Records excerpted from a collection
++++++++++

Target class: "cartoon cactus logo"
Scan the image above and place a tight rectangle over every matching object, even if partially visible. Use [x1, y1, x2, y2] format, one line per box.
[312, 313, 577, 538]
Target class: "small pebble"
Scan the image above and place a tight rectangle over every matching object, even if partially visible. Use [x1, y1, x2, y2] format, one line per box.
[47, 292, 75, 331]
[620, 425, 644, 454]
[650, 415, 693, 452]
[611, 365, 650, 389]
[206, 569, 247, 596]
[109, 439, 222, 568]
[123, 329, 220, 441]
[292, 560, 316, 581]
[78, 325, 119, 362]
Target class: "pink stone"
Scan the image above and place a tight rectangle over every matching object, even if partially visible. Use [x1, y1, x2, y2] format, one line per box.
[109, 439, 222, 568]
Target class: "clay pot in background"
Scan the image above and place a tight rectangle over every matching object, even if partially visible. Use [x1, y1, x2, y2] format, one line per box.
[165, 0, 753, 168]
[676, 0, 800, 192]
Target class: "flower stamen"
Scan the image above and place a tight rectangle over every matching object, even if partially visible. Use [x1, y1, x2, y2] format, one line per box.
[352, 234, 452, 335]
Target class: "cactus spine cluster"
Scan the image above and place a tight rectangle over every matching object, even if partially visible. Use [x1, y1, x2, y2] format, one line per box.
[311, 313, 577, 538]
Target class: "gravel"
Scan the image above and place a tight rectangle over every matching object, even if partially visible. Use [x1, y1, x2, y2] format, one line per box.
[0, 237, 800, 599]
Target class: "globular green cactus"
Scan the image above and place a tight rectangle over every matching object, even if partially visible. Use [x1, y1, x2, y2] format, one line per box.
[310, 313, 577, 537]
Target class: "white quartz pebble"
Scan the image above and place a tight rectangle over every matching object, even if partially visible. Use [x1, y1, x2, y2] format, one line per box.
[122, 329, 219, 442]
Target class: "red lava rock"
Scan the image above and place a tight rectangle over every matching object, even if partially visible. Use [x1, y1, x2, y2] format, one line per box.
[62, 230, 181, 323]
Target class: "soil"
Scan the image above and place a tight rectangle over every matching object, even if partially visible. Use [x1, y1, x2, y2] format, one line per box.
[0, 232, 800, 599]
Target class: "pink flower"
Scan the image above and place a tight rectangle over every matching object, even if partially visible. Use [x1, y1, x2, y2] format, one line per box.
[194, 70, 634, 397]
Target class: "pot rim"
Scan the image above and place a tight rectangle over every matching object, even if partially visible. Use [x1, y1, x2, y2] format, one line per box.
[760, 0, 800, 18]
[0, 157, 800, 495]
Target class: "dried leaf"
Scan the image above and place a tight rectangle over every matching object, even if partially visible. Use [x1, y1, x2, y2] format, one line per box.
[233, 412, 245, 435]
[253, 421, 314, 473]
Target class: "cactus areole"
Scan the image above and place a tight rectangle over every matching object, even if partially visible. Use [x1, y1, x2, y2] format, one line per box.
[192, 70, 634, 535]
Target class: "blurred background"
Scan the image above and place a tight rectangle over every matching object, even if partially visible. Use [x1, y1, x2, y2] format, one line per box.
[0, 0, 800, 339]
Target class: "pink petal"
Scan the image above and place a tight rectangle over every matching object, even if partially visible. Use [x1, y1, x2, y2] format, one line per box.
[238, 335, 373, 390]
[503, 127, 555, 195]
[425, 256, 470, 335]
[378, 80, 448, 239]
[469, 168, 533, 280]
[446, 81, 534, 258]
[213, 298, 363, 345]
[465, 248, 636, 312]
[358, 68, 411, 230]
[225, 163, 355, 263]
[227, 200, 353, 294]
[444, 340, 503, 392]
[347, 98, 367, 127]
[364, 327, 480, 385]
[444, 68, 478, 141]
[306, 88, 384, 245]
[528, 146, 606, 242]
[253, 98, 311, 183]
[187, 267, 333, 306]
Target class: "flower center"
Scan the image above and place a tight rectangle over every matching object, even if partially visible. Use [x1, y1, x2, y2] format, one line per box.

++++++++++

#### Task goal
Every entry should be output exactly as written, please.

#### Response below
Target class: "cartoon cactus logo"
Scan the image above and place a tight rectangle over every matching object, even if partially visible. Use [x1, y1, x2, y2] format, one line per box.
[312, 313, 577, 538]
Target class: "small pebble"
Scan the image above and place a tight rectangle over every matching object, even if partially visible. Use [x1, y1, x2, y2] format, one line per box.
[47, 292, 75, 331]
[620, 425, 644, 454]
[650, 415, 693, 452]
[611, 365, 650, 389]
[206, 569, 247, 596]
[109, 439, 222, 568]
[123, 329, 220, 441]
[292, 560, 316, 581]
[78, 325, 119, 362]
Target class: "pink stone"
Scan the image above and place a tight rectangle over every matching object, even if partially visible. Use [x1, y1, x2, y2] format, one line per box.
[109, 439, 222, 568]
Target class: "clay pot in background"
Scan the image above and place a tight rectangle over every matching object, even if partially visible. Use [x1, y1, x2, y2] format, one line per box.
[165, 0, 753, 168]
[676, 0, 800, 192]
Target class: "flower stamen"
Scan the image above and place a tight rectangle over every matching object, even if partially visible. Use [x1, y1, x2, y2] format, one line per box.
[352, 234, 452, 335]
Target class: "cactus spine cluster"
Scan the image above and place a tight rectangle over every matching object, even if partially visible. Use [x1, y1, x2, y2] format, one line per box.
[311, 313, 577, 538]
Target class: "gravel"
Scan the image above and place a tight rectangle over every matching object, even if partially visible. Use [x1, y1, x2, y2] format, one line per box.
[0, 237, 800, 599]
Target class: "globular green cactus"
Scan the image above and place a tight rectangle over every matching object, even if partially visible. Use [x1, y1, x2, y2] format, one line per box.
[310, 313, 577, 537]
Target class: "white quartz pebble"
Scan the image above and place a tight rectangle over every matching object, even if partially visible. Use [x1, y1, x2, y2] format, one line per box.
[122, 329, 219, 442]
Target class: "red lava rock"
Scan the image above and place a tight rectangle over every matching object, even if partially visible. Use [x1, y1, x2, y2] format, one line per box.
[62, 230, 181, 323]
Target class: "soil"
Scan the image above and place a tight rectangle over every matching object, even if partially visible. Use [x1, y1, x2, y2] format, one line per box.
[0, 232, 800, 599]
Target class: "pink flower"
Scan the image above and place a tight rectangle over every matching object, even if partially visible. Use [x1, y1, x2, y2] format, one line per box.
[194, 70, 634, 397]
Target class: "pot rim"
Scan the image above and place a tight rectangle over every matching object, even if partially visible. Use [x1, y1, x2, y2] format, one line per box.
[760, 0, 800, 18]
[0, 157, 800, 495]
Target class: "dried leaf"
Scan the image above and place a tight rectangle over every matching object, even if partially visible. Use [x1, y1, x2, y2] format, one line per box.
[233, 412, 245, 435]
[253, 421, 314, 473]
Target class: "cactus areole"
Scan the image above and place a tight rectangle over every matching object, even if partially visible. Use [x1, y1, x2, y2] format, one line per box.
[192, 70, 634, 535]
Target class: "blurred background"
Scan the image above and place a tight rectangle over every matching object, even if partially visible. Use [x1, y1, x2, y2] format, one line per box.
[0, 0, 800, 339]
Target class: "pink petal"
Scan the image above and place a tight rectangle over every matching object, even if partially visible. Use [x1, y1, x2, y2] format, one line per box.
[238, 335, 373, 390]
[503, 127, 555, 195]
[425, 256, 470, 335]
[378, 80, 448, 239]
[469, 168, 533, 280]
[446, 81, 534, 258]
[213, 298, 363, 345]
[465, 248, 636, 312]
[358, 68, 411, 230]
[225, 163, 355, 263]
[227, 200, 353, 294]
[444, 340, 503, 392]
[347, 98, 367, 127]
[364, 327, 480, 385]
[444, 68, 478, 141]
[306, 88, 384, 245]
[528, 146, 606, 242]
[253, 98, 311, 183]
[187, 267, 333, 306]
Target class: "flower center"
Scan the image above and place a tight rectangle over every matching object, even if partially visible. Use [x1, y1, x2, y2] format, one line per box.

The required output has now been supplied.